[Records from a data collection]

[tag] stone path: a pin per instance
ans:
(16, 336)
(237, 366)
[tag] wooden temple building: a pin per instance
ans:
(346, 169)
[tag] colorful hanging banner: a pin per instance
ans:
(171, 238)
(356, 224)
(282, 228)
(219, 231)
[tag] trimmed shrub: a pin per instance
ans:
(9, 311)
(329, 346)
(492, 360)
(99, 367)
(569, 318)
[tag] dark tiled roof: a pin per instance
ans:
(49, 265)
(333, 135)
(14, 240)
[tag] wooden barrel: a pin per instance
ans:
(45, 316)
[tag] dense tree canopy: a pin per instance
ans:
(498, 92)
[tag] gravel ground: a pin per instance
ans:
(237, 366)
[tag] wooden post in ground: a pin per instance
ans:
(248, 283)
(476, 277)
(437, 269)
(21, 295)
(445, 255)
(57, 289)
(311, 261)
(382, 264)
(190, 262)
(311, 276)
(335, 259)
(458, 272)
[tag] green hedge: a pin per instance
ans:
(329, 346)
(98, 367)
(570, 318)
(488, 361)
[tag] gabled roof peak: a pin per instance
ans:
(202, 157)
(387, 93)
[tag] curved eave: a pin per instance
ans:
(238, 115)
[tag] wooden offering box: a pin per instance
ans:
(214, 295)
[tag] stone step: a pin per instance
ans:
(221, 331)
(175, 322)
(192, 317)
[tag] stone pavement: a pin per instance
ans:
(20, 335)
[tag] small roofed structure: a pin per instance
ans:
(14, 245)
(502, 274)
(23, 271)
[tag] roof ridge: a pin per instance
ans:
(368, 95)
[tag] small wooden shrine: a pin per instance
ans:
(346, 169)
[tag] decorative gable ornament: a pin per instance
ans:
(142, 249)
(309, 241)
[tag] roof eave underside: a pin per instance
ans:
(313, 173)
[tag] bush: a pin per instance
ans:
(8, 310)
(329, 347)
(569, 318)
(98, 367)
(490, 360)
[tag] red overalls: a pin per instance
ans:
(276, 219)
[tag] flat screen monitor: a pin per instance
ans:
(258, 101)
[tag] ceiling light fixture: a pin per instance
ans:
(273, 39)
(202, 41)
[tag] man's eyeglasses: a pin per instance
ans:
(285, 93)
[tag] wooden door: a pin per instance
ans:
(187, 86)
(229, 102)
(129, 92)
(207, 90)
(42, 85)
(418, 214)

Exercise aim:
Out of the records above, pick each line that contains the string "eave".

Result:
[tag] curved eave: a pin per instance
[tag] roof eave underside: a pin per instance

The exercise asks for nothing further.